======== Extract provided

Prior to the Occidental–Whittier football rivalry game on November 11, 1939, Occidental stole Myron Claxton's Shoes in an attempt to hinder his performance. Claxton reportedly played in work boots, leading Whittier to a 36–0 victory. Following the game, Claxton reclaimed his shoes from the Occidental sideline. Claxton's shoes were later bronzed and became a traveling trophy held each year by the winner of the rivalry game. The shoes were featured on a 2013 episode of ESPN's College Gameday.

| Date | Opponent | Site | Result | Attendance | Source |
| September 20 | USS Maryland* | Hadley Field; Whittier, CA; | W 12–0 | 4,000 |  |
| September 27 | at Loyola (Los Angeles)* | Gilmore Stadium; Los Angeles; | W 19–13 | 9,000 |  |
| October 7 | at Pomona | Alumni Field; Claremont, CA; | T 0–0 | 4,000 |  |
| October 14 | at Arizona State* | Goodwin Stadium; Tempe, AZ; | L 0–19 | 9,000 |  |
| October 21 | at Arizona State–Flagstaff* | Skidmore Field; Flagstaff, AZ; | W 27–13 | 1,000 |  |
| October 27 | Caltech | Hadley Field; Whittier, CA; | W 47–6 | 3,000 |  |
| November 4 | at San Diego State* | Aztec Bowl; San Diego, CA (Shrine Charity game); | W 23–12 | 8,000 |  |
| November 11 | Occidental | Hadley Field; Whittier, CA; | W 36–0 | 7,000 |  |
| November 17 | Fresno State* | Hadley Field; Whittier, CA; | L 13–27 | 5,000 |  |
| November 22 | at Redlands | Redlands, CA | W 27–7 | > 3,000 |  |
| December 1 | Santa Barbara State* | Hadley Field; Whittier, CA; | W 10–0 | 4,000 |  |
*Non-conference game; Homecoming;

===Pomona===

The 1939 Pomona Sagehens football team represented Pomona College of Pomona, California. In their fifth season under head coach Earl J. Merritt, the Sagehens compiled a 4–3–1 record (2–1–1 against SCC opponents) and finished in second place in the SCC.

================
======== Data extract

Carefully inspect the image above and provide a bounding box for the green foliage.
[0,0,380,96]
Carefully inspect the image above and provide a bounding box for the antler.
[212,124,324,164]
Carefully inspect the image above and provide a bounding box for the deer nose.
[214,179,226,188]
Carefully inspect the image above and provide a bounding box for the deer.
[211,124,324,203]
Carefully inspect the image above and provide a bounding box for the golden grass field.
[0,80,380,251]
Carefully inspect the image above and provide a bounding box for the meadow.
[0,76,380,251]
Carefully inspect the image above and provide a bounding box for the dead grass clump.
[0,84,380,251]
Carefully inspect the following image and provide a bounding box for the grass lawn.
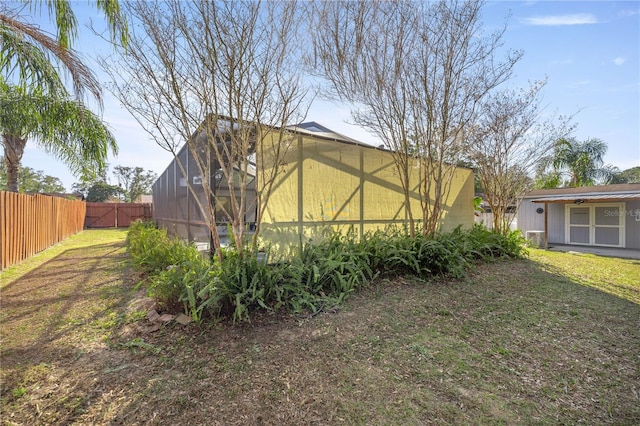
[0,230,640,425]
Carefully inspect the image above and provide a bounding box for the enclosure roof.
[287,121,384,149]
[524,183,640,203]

================
======== Data extract

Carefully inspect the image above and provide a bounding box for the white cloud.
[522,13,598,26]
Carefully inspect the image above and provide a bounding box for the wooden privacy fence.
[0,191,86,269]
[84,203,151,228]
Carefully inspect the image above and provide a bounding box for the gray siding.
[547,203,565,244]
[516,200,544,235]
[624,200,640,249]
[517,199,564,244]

================
======== Data extract

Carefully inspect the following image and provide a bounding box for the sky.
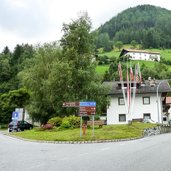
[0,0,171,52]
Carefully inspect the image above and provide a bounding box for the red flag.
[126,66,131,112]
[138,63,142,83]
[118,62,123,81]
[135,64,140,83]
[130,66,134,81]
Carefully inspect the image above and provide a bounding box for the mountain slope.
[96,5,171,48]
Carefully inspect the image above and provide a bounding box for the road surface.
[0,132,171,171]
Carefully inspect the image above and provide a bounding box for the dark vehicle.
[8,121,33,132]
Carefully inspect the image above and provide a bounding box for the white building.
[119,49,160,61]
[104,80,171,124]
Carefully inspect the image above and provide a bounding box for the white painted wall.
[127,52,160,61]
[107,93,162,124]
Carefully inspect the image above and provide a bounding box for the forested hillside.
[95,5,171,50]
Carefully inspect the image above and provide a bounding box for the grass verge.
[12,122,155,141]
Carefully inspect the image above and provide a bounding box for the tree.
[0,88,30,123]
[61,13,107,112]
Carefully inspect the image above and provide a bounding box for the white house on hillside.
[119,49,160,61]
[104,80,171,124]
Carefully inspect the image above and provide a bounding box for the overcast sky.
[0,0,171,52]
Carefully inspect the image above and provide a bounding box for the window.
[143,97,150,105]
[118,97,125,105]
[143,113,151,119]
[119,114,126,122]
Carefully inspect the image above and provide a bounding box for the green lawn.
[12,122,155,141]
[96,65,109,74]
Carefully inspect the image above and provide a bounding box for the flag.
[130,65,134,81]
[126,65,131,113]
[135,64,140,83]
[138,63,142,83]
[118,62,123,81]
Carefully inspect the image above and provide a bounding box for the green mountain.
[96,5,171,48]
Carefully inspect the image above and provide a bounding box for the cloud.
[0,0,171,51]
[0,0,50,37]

================

| Task brief |
Translate this sentence from the football text into Spanish: "Claxton's shoes were later bronzed and became a traveling trophy held each year by the winner of the rivalry game." Work only from the football text; the records are not needed.

| Solved problem |
Más tarde, los zapatos de Claxton fueron bañados en bronce y se convirtieron en un trofeo itinerante que cada año queda en manos del ganador del partido de la rivalidad.